Problem: Read the records and gather each line that includes "texture".

Available data:
== Segment start ==

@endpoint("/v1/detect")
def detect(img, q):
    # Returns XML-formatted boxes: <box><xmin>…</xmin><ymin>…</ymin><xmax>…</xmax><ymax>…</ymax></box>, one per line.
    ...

== Segment end ==
== Segment start ==

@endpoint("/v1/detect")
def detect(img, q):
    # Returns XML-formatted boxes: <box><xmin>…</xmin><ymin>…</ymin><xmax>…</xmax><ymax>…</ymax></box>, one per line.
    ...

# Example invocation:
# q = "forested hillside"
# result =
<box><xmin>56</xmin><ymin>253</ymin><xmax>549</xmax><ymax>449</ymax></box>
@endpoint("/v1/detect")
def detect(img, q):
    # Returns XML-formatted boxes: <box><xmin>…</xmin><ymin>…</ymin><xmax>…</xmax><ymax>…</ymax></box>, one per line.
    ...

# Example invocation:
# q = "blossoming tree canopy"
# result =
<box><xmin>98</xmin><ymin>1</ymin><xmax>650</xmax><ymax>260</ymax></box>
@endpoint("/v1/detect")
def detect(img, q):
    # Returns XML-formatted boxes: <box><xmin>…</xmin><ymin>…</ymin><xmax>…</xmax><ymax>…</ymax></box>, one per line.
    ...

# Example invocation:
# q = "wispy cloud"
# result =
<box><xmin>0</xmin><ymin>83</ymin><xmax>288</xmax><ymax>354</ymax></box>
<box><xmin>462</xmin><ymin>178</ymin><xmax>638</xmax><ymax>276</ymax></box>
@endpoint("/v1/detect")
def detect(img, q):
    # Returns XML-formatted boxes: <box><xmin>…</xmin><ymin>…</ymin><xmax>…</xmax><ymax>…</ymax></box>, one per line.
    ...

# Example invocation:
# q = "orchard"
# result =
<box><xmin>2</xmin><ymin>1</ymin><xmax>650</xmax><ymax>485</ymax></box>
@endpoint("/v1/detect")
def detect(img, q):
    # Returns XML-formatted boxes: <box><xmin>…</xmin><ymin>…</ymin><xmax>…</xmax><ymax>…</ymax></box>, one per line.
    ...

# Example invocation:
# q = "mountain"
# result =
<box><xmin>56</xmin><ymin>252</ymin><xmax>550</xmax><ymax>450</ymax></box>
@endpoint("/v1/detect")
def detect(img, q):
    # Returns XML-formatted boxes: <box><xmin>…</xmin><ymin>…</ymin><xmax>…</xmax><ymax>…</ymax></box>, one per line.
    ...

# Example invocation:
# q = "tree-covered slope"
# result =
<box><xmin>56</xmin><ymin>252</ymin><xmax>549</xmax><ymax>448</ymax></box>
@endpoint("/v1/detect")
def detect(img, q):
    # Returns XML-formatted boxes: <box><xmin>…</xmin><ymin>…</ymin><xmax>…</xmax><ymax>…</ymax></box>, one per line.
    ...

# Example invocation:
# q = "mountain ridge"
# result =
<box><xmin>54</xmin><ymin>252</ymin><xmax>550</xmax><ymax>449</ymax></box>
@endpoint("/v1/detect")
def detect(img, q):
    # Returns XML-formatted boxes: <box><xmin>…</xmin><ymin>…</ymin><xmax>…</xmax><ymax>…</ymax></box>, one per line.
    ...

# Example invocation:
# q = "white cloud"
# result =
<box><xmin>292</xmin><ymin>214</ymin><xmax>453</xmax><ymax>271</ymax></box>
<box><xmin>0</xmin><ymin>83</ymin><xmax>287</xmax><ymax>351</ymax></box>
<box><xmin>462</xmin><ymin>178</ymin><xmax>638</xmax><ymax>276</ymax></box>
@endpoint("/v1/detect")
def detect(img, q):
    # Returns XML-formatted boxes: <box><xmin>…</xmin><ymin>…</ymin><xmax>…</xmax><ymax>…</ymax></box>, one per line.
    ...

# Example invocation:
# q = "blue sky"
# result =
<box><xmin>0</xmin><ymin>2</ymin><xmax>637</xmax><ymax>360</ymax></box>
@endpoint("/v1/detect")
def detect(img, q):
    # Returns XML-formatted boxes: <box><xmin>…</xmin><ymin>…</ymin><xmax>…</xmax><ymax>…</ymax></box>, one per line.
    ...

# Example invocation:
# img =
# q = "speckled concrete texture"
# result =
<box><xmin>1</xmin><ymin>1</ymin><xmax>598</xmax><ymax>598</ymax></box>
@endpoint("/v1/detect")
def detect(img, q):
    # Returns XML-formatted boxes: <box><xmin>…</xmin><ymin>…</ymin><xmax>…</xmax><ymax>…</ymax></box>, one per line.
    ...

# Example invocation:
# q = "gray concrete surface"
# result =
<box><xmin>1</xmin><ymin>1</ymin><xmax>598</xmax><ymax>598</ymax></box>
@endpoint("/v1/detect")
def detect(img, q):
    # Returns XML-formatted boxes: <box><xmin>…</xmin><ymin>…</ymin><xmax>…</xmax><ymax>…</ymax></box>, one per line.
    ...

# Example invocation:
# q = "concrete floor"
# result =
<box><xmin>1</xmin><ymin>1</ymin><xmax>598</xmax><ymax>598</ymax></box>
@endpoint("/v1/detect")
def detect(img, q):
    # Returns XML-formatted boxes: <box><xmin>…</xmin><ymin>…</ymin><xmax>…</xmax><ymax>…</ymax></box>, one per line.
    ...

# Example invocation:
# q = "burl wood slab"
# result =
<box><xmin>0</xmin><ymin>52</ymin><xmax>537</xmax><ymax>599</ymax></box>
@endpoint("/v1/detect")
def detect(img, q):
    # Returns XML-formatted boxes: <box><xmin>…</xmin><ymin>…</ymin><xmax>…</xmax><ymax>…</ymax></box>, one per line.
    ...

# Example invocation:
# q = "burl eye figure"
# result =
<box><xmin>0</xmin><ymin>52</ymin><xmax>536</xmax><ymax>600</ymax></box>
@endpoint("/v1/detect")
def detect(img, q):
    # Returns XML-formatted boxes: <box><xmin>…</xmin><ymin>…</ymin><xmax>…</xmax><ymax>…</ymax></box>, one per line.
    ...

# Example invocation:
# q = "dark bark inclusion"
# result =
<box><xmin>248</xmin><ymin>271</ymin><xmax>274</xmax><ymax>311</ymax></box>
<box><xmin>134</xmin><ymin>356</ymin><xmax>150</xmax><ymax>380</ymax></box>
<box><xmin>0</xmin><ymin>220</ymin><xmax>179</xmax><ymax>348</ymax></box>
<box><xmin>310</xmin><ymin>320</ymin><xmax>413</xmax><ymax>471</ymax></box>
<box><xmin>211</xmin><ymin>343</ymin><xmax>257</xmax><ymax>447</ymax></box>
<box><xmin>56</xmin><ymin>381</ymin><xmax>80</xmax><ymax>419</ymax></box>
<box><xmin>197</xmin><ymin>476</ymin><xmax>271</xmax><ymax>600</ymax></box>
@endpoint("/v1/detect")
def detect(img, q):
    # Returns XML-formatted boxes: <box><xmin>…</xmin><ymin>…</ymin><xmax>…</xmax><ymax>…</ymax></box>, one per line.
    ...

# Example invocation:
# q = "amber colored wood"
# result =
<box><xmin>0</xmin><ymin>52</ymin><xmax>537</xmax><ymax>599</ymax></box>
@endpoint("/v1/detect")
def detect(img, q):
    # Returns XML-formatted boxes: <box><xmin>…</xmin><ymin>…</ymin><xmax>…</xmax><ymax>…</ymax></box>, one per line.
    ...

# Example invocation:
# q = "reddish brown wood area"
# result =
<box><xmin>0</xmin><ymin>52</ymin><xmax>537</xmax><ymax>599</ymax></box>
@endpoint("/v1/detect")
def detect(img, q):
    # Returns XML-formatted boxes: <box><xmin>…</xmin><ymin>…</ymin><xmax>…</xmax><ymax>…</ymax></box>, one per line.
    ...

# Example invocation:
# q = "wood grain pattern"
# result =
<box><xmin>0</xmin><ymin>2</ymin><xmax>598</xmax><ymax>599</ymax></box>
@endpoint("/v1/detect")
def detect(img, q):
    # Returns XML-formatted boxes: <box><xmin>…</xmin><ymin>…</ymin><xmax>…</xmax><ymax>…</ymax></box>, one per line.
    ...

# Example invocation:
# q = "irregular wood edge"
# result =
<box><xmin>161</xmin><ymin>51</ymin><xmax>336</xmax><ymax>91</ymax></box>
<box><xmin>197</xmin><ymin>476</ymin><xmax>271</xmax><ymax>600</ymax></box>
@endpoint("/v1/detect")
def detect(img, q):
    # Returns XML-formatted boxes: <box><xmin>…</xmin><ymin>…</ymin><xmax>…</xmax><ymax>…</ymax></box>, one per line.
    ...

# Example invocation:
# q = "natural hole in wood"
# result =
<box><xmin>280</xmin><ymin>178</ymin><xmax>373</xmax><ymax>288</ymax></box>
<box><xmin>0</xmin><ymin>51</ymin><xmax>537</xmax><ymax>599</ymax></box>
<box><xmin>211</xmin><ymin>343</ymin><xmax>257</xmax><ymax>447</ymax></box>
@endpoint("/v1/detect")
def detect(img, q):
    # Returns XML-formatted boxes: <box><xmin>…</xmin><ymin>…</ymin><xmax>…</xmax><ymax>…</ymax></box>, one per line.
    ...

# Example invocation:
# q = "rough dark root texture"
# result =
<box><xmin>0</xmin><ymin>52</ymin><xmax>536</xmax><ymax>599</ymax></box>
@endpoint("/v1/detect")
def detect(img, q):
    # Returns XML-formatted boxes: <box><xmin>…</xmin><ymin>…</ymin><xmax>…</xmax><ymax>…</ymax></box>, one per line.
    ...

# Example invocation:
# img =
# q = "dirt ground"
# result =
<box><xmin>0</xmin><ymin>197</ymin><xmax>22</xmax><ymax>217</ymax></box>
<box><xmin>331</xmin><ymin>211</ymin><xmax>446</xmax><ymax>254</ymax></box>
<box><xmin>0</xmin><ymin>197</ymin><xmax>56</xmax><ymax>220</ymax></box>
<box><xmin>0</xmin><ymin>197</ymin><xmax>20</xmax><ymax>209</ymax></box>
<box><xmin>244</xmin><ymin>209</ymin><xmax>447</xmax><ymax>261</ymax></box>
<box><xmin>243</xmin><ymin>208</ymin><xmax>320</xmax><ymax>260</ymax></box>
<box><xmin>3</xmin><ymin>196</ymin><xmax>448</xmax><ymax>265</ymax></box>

== Segment end ==

Task solution:
# q = "speckled concrete texture"
# q = "rough dark root texture"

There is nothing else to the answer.